What you need to do: Reading the records below, count the lines in which the string "instance" appears; write the number only.

Records to use below:

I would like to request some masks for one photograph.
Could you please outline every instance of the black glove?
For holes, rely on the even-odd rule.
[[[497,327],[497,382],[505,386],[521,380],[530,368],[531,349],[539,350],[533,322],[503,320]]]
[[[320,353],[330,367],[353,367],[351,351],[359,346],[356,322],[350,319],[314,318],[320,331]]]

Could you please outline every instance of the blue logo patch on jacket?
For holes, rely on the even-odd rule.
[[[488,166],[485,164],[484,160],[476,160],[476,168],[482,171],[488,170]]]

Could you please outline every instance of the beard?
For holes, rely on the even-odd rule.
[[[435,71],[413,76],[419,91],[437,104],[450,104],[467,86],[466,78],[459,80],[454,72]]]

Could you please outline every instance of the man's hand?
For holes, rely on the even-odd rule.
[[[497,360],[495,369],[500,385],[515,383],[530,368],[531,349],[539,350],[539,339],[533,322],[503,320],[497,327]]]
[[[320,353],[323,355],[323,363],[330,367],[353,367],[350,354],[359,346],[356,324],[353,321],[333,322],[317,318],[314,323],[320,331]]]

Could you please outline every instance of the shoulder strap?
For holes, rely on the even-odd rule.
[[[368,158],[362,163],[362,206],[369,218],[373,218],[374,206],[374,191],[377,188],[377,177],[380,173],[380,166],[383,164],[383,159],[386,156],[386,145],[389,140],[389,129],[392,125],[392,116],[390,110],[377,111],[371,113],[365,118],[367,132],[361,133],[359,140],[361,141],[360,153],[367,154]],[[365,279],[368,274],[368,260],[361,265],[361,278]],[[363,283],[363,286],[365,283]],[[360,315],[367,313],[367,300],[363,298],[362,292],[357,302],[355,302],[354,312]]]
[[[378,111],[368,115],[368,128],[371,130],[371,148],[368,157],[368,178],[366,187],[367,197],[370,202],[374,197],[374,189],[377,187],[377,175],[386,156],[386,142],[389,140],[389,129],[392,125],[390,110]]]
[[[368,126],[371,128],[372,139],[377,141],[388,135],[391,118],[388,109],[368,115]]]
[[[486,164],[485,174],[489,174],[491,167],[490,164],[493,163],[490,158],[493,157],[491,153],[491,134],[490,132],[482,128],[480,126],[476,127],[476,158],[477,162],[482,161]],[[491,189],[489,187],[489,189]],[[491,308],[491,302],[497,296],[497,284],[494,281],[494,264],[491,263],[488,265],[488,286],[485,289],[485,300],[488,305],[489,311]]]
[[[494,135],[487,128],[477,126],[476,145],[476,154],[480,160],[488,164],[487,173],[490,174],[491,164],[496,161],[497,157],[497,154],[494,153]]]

End of Records to use.

Answer section: 5